-- START --
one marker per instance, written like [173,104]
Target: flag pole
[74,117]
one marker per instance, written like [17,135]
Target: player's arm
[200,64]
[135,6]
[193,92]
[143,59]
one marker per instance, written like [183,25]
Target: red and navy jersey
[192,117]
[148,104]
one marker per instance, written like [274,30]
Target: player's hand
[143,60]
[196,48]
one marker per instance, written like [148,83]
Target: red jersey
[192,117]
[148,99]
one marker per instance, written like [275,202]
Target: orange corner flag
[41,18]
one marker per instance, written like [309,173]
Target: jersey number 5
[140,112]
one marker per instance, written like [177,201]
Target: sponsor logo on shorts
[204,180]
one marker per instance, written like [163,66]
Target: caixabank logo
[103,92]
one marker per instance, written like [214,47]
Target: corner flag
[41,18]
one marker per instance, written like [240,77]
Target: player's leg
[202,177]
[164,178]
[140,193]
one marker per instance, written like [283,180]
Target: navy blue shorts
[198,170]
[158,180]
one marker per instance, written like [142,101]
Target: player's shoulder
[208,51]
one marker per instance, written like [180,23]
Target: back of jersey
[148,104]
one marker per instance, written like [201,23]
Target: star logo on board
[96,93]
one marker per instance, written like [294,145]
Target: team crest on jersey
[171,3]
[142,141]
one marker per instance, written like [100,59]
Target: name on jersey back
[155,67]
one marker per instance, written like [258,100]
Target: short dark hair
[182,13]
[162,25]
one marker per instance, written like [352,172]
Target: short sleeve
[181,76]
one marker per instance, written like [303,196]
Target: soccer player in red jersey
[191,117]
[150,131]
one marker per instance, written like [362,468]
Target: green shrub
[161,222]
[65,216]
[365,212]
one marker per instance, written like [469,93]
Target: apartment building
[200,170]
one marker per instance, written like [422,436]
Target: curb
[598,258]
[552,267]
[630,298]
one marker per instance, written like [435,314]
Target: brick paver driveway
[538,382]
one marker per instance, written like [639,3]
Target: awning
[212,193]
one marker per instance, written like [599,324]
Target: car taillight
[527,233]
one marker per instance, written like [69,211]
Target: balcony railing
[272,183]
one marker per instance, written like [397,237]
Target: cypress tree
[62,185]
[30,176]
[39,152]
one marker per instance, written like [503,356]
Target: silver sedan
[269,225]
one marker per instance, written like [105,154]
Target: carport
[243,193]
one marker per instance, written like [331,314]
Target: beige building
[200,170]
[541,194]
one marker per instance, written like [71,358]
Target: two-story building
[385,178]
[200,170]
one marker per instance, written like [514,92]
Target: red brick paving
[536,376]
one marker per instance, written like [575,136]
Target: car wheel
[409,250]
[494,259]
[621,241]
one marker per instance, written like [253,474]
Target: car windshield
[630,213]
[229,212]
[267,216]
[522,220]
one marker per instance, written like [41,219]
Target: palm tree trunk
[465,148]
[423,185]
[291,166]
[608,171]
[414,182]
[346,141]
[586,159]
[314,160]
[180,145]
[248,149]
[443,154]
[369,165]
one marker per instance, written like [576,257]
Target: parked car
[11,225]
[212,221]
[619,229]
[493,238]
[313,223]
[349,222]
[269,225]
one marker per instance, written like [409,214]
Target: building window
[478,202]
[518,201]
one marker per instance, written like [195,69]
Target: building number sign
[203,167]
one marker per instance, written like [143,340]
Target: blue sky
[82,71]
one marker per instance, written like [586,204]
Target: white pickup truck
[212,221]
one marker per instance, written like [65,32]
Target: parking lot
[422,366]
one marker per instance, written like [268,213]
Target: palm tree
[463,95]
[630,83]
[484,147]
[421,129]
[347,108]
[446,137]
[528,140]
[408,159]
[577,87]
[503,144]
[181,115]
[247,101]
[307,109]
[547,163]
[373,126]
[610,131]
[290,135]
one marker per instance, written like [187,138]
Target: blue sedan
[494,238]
-- END --
> WHAT THE TASK REQUIRES
Copy the entire listing above word for word, from its first line through its last.

> ANSWER FOR THIS EXERCISE
one marker per instance, written like [173,104]
Target: flag pole
[74,117]
one marker per instance, written like [17,135]
Target: player's arm
[200,64]
[135,6]
[193,92]
[143,59]
one marker per instance, written like [183,25]
Target: red and navy jersey
[192,117]
[148,104]
one marker per instance, written like [274,30]
Target: player's hand
[143,60]
[196,48]
one marker per instance, written like [148,83]
Target: red jersey
[192,117]
[148,99]
one marker per instance, written like [275,202]
Target: orange corner flag
[41,18]
one marker per instance, written like [309,173]
Target: jersey number 5
[140,112]
one marker per instance, written like [177,201]
Target: sponsor logo on shorts
[204,180]
one marker per instance, written like [163,66]
Target: caixabank logo
[103,92]
one marker per instance, written like [214,47]
Target: corner flag
[41,18]
one marker per instance, written like [240,77]
Target: player's leg
[202,177]
[164,178]
[140,193]
one marker per instance, written like [283,180]
Target: navy blue shorts
[198,170]
[158,180]
one marker per instance, written like [142,101]
Target: player's shoulder
[208,51]
one marker per instance, written like [180,23]
Target: back of jersey
[148,104]
one marker per instance, written like [201,23]
Target: star logo on board
[96,93]
one marker per instance, written like [294,145]
Target: team crest on jersey
[171,3]
[142,141]
one marker per instance, written like [100,59]
Target: name on jersey back
[155,67]
one marker per instance, written like [258,100]
Target: short dark hair
[182,13]
[162,25]
one marker per instance, written like [352,172]
Target: short sleeve
[181,76]
one marker per instance, written like [303,196]
Target: soccer player in red jersey
[191,117]
[150,131]
one marker per instance, written like [362,468]
Target: green shrub
[161,222]
[65,216]
[365,212]
one marker per instance, written like [469,93]
Target: apartment building
[200,170]
one marker per instance, written like [422,436]
Target: curb
[598,258]
[552,267]
[630,298]
one marker per instance, written like [435,314]
Target: brick paver driveway
[538,382]
one marker per instance, written like [639,3]
Target: awning
[212,193]
one marker per instance, written like [599,324]
Target: car taillight
[527,233]
one marker per instance, written like [69,211]
Target: balcony railing
[272,183]
one marker per instance, written like [397,237]
Target: cypress tree
[62,185]
[30,176]
[39,152]
one marker per instance, written like [503,356]
Target: silver sedan
[269,225]
one marker per instance, written like [105,154]
Target: carport
[243,193]
one marker per instance, written like [331,314]
Target: beige building
[200,170]
[541,194]
one marker per instance, written like [71,358]
Target: two-story building
[385,178]
[200,170]
one marker per instance, written like [514,92]
Target: red brick paving
[536,376]
one marker per instance, written like [575,136]
Target: car wheel
[409,250]
[494,259]
[621,241]
one marker per instance, written like [253,474]
Target: car windshield
[630,213]
[229,212]
[267,216]
[522,220]
one marker per instance, written like [41,219]
Target: palm tree trunk
[465,148]
[423,185]
[291,166]
[608,171]
[414,182]
[346,141]
[586,159]
[314,160]
[180,145]
[248,149]
[443,154]
[369,165]
one marker per instance, written like [576,257]
Target: parked car
[11,225]
[212,221]
[619,229]
[493,238]
[313,223]
[349,222]
[269,225]
one marker per instance, written like [409,214]
Target: building window
[478,202]
[518,201]
one marker per instance, written like [195,69]
Target: building number sign
[203,167]
one marker per instance, written like [143,340]
Target: blue sky
[82,71]
one marker per instance, written like [586,204]
Target: white pickup truck
[212,221]
one marker per instance, written like [65,32]
Target: parking lot
[422,366]
one marker per instance, written like [268,213]
Target: palm tree
[463,95]
[630,83]
[484,147]
[421,129]
[347,108]
[446,137]
[528,140]
[408,159]
[577,87]
[503,144]
[181,115]
[247,101]
[307,109]
[547,163]
[373,126]
[610,131]
[290,135]
one marker per instance, written like [187,138]
Target: blue sedan
[494,238]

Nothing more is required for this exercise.